──────── Given data ────────

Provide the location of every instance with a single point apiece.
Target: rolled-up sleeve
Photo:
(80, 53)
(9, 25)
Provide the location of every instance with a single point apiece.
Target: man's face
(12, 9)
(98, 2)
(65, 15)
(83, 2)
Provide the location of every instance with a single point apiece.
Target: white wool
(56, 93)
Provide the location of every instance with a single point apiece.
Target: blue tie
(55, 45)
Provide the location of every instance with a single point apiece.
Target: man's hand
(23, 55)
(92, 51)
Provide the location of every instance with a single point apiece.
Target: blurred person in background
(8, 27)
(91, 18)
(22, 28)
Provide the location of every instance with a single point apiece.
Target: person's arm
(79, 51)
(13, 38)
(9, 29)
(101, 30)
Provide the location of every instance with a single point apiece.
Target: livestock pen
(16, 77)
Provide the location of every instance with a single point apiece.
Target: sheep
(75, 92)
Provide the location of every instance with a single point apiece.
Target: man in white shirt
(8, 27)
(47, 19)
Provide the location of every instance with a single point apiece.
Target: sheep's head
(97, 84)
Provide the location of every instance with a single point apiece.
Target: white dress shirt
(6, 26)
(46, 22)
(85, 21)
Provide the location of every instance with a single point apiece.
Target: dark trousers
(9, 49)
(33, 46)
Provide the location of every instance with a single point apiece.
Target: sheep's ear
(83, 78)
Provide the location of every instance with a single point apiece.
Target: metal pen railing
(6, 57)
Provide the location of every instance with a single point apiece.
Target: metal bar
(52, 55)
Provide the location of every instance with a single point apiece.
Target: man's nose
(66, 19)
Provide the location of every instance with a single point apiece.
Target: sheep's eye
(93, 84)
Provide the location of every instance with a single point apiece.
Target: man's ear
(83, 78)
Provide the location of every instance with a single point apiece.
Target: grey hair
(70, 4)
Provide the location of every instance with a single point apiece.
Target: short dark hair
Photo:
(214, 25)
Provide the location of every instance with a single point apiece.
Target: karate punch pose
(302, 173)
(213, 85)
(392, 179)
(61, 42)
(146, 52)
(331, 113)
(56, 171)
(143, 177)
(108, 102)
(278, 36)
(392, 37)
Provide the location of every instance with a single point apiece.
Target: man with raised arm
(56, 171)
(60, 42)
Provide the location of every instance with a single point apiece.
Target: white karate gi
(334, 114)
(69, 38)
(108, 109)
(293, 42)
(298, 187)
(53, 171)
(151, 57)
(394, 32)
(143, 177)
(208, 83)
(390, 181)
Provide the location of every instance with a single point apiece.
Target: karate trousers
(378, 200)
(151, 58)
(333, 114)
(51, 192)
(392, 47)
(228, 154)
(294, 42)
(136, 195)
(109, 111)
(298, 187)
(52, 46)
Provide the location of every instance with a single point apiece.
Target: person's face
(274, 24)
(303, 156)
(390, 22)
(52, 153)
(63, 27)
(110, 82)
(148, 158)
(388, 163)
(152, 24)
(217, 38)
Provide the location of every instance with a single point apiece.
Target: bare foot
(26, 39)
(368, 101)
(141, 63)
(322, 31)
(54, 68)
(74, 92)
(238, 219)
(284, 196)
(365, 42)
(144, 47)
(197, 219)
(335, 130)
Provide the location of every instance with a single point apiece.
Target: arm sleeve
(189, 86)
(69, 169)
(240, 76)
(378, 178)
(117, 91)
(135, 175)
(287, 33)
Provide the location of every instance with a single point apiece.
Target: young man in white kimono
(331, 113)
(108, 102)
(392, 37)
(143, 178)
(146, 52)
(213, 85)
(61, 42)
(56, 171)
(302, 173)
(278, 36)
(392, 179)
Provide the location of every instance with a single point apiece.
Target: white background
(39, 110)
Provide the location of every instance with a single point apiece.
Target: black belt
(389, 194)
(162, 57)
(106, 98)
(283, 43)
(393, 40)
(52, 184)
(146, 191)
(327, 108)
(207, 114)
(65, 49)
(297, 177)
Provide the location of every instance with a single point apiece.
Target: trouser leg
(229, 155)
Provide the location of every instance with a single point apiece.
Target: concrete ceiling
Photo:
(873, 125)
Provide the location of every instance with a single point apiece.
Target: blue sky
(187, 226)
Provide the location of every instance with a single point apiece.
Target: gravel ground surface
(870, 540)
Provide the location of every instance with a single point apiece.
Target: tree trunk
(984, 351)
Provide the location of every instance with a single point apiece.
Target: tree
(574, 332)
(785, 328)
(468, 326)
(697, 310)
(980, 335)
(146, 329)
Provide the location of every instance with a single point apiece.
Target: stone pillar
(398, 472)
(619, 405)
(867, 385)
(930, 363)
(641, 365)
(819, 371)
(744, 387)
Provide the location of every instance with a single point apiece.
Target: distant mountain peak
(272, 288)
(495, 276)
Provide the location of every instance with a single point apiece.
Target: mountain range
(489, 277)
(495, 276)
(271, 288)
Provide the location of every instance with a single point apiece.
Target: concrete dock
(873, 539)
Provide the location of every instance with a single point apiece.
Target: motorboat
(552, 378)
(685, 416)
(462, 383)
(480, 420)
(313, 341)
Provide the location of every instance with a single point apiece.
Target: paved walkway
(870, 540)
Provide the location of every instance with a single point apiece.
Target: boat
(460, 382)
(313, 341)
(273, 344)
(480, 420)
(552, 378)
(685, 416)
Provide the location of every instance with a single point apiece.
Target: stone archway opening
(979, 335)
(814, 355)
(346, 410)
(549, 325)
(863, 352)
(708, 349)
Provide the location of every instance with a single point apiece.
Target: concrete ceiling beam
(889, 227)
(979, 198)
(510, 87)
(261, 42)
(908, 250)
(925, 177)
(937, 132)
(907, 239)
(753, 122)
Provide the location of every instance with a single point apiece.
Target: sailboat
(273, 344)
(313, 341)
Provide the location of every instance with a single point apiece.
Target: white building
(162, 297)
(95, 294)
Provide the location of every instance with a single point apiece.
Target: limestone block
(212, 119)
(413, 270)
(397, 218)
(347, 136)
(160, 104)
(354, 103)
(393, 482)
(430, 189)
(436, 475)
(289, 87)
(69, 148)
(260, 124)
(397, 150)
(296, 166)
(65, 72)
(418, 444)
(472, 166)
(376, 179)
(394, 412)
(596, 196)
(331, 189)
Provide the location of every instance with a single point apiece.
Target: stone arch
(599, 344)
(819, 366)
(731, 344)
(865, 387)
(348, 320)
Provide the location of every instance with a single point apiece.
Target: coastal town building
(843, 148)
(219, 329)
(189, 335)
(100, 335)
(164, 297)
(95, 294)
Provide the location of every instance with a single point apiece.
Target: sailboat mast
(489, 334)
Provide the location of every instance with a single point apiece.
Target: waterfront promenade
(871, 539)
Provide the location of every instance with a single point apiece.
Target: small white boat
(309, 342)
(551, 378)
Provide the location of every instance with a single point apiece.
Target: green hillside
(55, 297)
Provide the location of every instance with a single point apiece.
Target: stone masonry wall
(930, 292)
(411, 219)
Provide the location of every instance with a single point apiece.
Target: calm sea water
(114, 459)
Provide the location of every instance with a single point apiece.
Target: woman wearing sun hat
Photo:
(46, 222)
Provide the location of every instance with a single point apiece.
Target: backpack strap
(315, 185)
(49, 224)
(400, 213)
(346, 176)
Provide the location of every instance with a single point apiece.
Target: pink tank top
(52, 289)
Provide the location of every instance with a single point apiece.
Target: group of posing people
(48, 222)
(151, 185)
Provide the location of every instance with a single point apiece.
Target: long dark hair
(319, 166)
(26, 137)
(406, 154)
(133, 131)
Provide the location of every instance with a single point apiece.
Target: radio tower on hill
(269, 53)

────────

• Task statement: Please write out the entries above in full, exactly as they read.

• Written answer:
Provide the location of every instance with a single point apiece.
Target: rolled-up sleeve
Photo:
(80, 53)
(9, 25)
Provide the location of every instance with a single point apiece.
Target: man's face
(12, 9)
(98, 2)
(65, 15)
(83, 2)
Provide the location of every instance with a single point apiece.
Target: white wool
(56, 93)
Provide the location of every instance with a single point apiece.
Target: blue tie
(55, 45)
Provide the location of every instance with a single point apiece.
Target: man's hand
(23, 55)
(92, 51)
Provide the location of every instance with a single point apiece.
Target: blurred person in background
(8, 27)
(91, 18)
(22, 28)
Provide the location of every instance with a single point apiece.
Target: person's arm
(79, 51)
(13, 38)
(9, 29)
(101, 30)
Provide the location of every instance with a single point apiece.
Target: livestock pen
(16, 77)
Provide the location of every instance with a single point apiece.
Target: sheep
(75, 92)
Provide the location of every instance with a single point apiece.
Target: man in white shirt
(8, 27)
(47, 19)
Provide the location of every instance with a single point apiece.
Target: sheep's head
(97, 84)
Provide the location of every instance with a single point apiece.
Target: white dress shirt
(6, 26)
(46, 22)
(85, 21)
Provide the location of every instance with a single point apiece.
Target: dark trousers
(9, 49)
(33, 46)
Provide the location of every instance with a single point apiece.
Target: sheep's ear
(83, 78)
Provide the location of every instance with a single point apiece.
Target: metal pen railing
(6, 57)
Provide the location of every instance with a single point apiece.
Target: metal bar
(52, 55)
Provide the location of every instance with a single point apiece.
Target: man's nose
(66, 19)
Provide the location of every instance with a single point apiece.
Target: sheep's eye
(93, 84)
Provide the location of every instance with a single point apiece.
Target: man's ear
(83, 78)
Provide the location of every instance with a single point apiece.
Target: grey hair
(70, 4)
Provide the location of every instance with a single point apiece.
Target: short dark hair
Photo:
(214, 25)
Provide the location of every instance with a single point apiece.
Target: karate punch pose
(302, 173)
(213, 85)
(392, 179)
(61, 42)
(146, 52)
(331, 113)
(56, 171)
(143, 177)
(108, 102)
(278, 36)
(392, 37)
Provide the location of every instance with a single point apiece.
Target: man with raised arm
(56, 171)
(60, 42)
Provide the location of every instance with a single point apiece.
Target: white karate gi
(334, 114)
(69, 38)
(108, 109)
(293, 42)
(298, 187)
(53, 171)
(151, 57)
(394, 32)
(143, 177)
(208, 83)
(390, 181)
Provide the location of every instance with a single point apiece.
Target: karate trousers
(378, 200)
(151, 58)
(333, 114)
(51, 192)
(392, 47)
(228, 154)
(294, 42)
(136, 195)
(109, 111)
(298, 187)
(52, 46)
Provide the location of every instance with a single point apiece.
Target: person's face
(274, 24)
(303, 156)
(390, 22)
(52, 153)
(63, 27)
(110, 82)
(148, 158)
(388, 163)
(152, 24)
(217, 38)
Provide the location of every instance with a single point apiece.
Target: bare foot
(26, 39)
(368, 101)
(141, 63)
(322, 31)
(54, 68)
(74, 92)
(238, 219)
(284, 196)
(365, 42)
(144, 47)
(197, 219)
(335, 130)
Provide the location of every instance with a single point apiece.
Target: arm sleeve
(189, 86)
(69, 169)
(240, 76)
(378, 178)
(117, 91)
(135, 175)
(287, 33)
Provide the location of every instance with a single point apiece.
Target: young man in white kimono
(331, 113)
(108, 102)
(392, 37)
(143, 178)
(146, 52)
(213, 85)
(61, 42)
(56, 171)
(302, 173)
(278, 36)
(392, 179)
Provide the location of every instance with a single point apiece.
Target: white background
(39, 110)
Provide the location of every instance with a single point apiece.
Target: black belt
(389, 194)
(162, 57)
(106, 98)
(283, 43)
(393, 40)
(52, 184)
(146, 191)
(327, 108)
(207, 114)
(65, 49)
(297, 177)
Provide the location of every instance with a single point apiece.
Target: trouser leg
(229, 155)
Provide the location of every instance with a single point apiece.
Target: concrete ceiling
Photo:
(873, 125)
Provide the location of every instance with a single point apiece.
Target: blue sky
(187, 226)
Provide the location of every instance with a single point apiece.
Target: gravel ground surface
(870, 540)
Provide the location of every instance with a single point apiece.
Target: tree trunk
(984, 351)
Provide the location of every instance with a single point apiece.
Target: tree
(574, 332)
(785, 328)
(468, 326)
(697, 310)
(980, 335)
(146, 329)
Provide the location of every instance with a single point apiece.
Target: stone pillar
(398, 472)
(619, 405)
(867, 385)
(930, 363)
(641, 365)
(819, 371)
(744, 387)
Provide the location of every instance with a single point apiece.
Target: distant mountain peak
(272, 288)
(495, 276)
Provide the location of every instance with a single point apiece.
Target: mountain range
(489, 277)
(495, 276)
(271, 288)
Provide the location of every instance with a single point apiece.
Target: concrete dock
(873, 539)
Provide the location of every instance with a single point apiece.
Target: motorboat
(552, 378)
(685, 416)
(462, 383)
(480, 420)
(313, 341)
Provide the location of every instance with a single point apiece.
Target: paved walkway
(870, 540)
Provide the location of every instance with a single point apiece.
Target: boat
(460, 382)
(313, 341)
(273, 344)
(480, 420)
(552, 378)
(685, 416)
Provide the location of every instance with a single point apiece.
Target: stone archway opening
(979, 335)
(814, 355)
(346, 410)
(549, 325)
(863, 352)
(708, 349)
Provide the location of every instance with a single point apiece.
Target: concrete ceiling beam
(889, 227)
(979, 198)
(510, 87)
(261, 42)
(908, 250)
(925, 177)
(937, 132)
(907, 239)
(753, 122)
Provide the location of every instance with a single point apiece.
Target: sailboat
(273, 344)
(313, 341)
Provide the location of every instance with a single point apiece.
Target: white building
(162, 297)
(95, 294)
Provide the location of every instance with a single point apiece.
Target: limestone block
(212, 119)
(413, 270)
(397, 218)
(347, 136)
(160, 104)
(354, 103)
(393, 482)
(430, 189)
(436, 475)
(289, 87)
(69, 148)
(260, 124)
(397, 150)
(296, 166)
(65, 72)
(418, 444)
(472, 166)
(376, 179)
(394, 412)
(596, 196)
(331, 189)
Provide the location of every instance with a single point apiece.
Target: stone arch
(599, 344)
(819, 366)
(731, 344)
(865, 387)
(348, 320)
Provide the location of every instance with a single point apiece.
Target: coastal town building
(843, 148)
(219, 329)
(189, 335)
(100, 335)
(164, 297)
(95, 294)
Provide the location of every instance with a single point apiece.
Target: sailboat mast
(489, 334)
Provide the location of every instance with a single point apiece.
Target: waterfront promenade
(871, 539)
Provide the location of every instance with a single point apiece.
Target: small white boat
(309, 342)
(551, 378)
Provide the location of every instance with a single point apiece.
Target: green hillside
(55, 297)
Provide the location of every instance with a single point apiece.
Target: stone masonry wall
(930, 292)
(411, 219)
Provide the location of every instance with a single point apiece.
Target: calm sea water
(114, 459)
Provide the location of every instance with a single point apiece.
Target: woman wearing sun hat
Photo:
(46, 222)
Provide the location of every instance with a single point apiece.
Target: backpack strap
(315, 185)
(49, 224)
(400, 213)
(346, 176)
Provide the location of every instance with a single point apiece.
Target: pink tank top
(52, 289)
Provide the location of every instance with a single point apiece.
Target: group of posing people
(48, 222)
(151, 185)
Provide the location of every instance with a single point apiece.
Target: long dark hair
(319, 166)
(26, 137)
(406, 154)
(133, 131)
Provide the location of every instance with a single point apiece.
Target: radio tower on hill
(269, 53)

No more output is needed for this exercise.